Document segment:
☆ ☆ ☆ ☆ ☆

At the age of 17, I was a junior in high school making plans for my future. I knew what I wanted to do with my life, and stubbornly refused to listen to anyone who would attempt to convince me otherwise.
However, none of my plans including me meeting you. I convinced myself that the doctor was wrong. I was just like the other students. The only reason that I took the medicine was because of my mom. She always diligently checked to see I took my medicine when I was supposed to. Naturally, a few weeks later I had another seizure.
I’m not sure how this happened, but I had convinced myself that if I took my medicine regularly and did everything right, you would go away. It happened for others, right? I carried this belief into college, and managed to do well for myself.
Until a fateful summer when I tried to do too much. I had another seizure. It finally dawned on me that you were not going to go away. I lost a lot of weight after that. I wasn’t taking care of myself or going on a diet. I got depressed and ate only enough to make sure I would stay out of the ER. Worst of all, I didn’t tell anyone.
That was a long time ago. Gradually I learned how to live with you, but it wasn’t an easy process. I am not going to say that I am happy with some of the limitations that I have been forced to live with.
I will stop here for now. I have much more to say about how you have affected my life, but I like to keep my letters brief.
What would you write in a letter to your chronic illness?

☆ ☆ ☆ ☆ ☆

Data segment:
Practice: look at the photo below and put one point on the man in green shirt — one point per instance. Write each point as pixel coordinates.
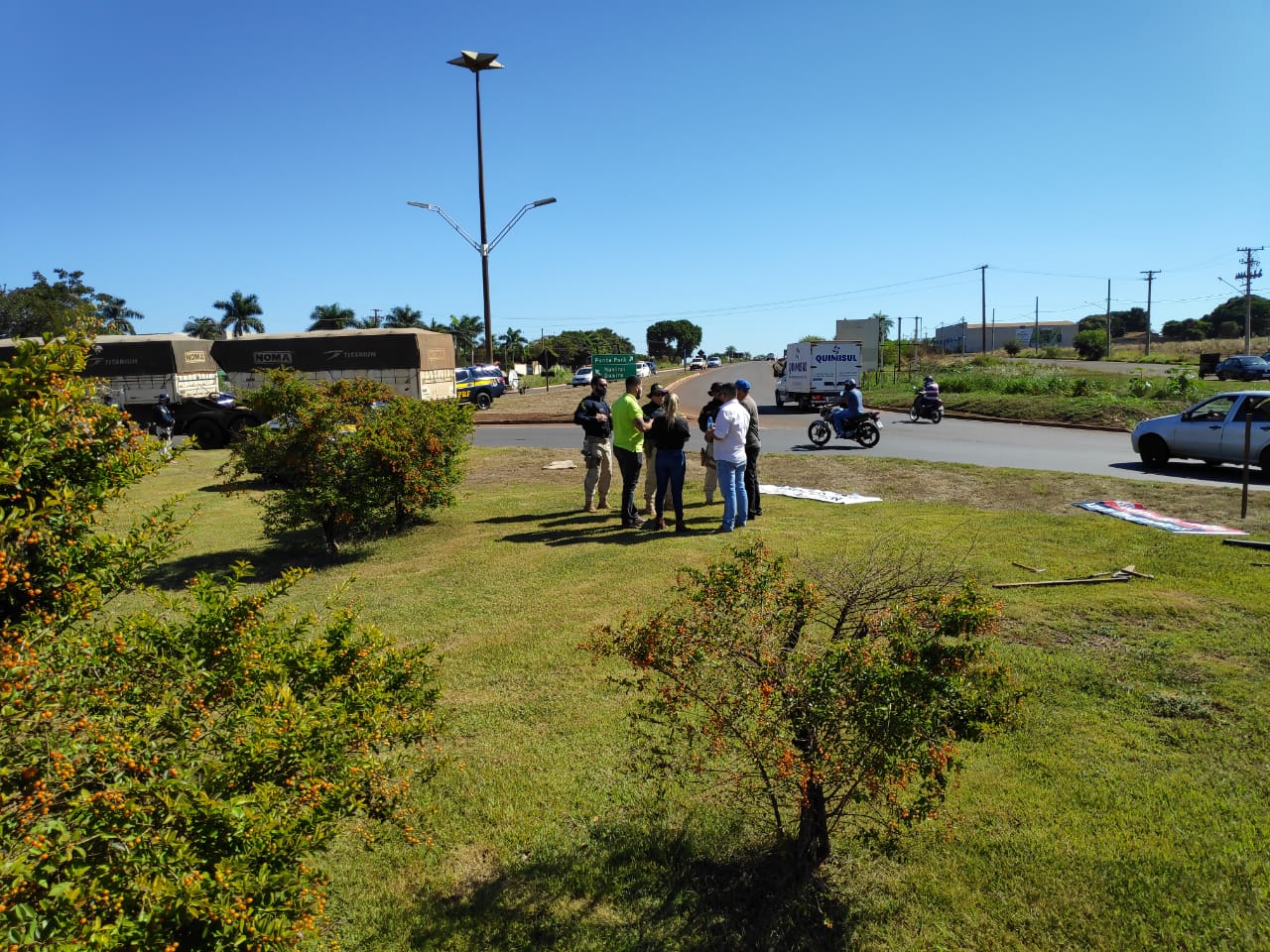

☆ ☆ ☆ ☆ ☆

What this exercise asks:
(a) In the letter to a chronic illness, change "medicine" to "medication" and give the passage between "At the age of" and "well for myself.", inclusive.
(b) According to the letter to a chronic illness, who made sure the writer took the medicine when it was due?

Task responses:
(a)
At the age of 17, I was a junior in high school making plans for my future. I knew what I wanted to do with my life, and stubbornly refused to listen to anyone who would attempt to convince me otherwise.
However, none of my plans including me meeting you. I convinced myself that the doctor was wrong. I was just like the other students. The only reason that I took the medication was because of my mom. She always diligently checked to see I took my medication when I was supposed to. Naturally, a few weeks later I had another seizure.
I’m not sure how this happened, but I had convinced myself that if I took my medication regularly and did everything right, you would go away. It happened for others, right? I carried this belief into college, and managed to do well for myself.

(b) The writer's mom.